*AVAILABLE RECORDS*:
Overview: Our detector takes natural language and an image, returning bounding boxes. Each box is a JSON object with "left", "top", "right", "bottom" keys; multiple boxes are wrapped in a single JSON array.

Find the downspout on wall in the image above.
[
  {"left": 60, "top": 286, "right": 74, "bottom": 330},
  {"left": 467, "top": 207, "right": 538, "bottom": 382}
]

*TASK DETAILS*: Please edit the rows above by replacing "detector" with "locator" and leaving everything else unchanged.

*ANSWER TO THIS TASK*:
Overview: Our locator takes natural language and an image, returning bounding boxes. Each box is a JSON object with "left", "top", "right", "bottom" keys; multiple boxes are wrapped in a single JSON array.

Find the downspout on wall in the image above.
[
  {"left": 60, "top": 286, "right": 74, "bottom": 330},
  {"left": 467, "top": 207, "right": 538, "bottom": 382}
]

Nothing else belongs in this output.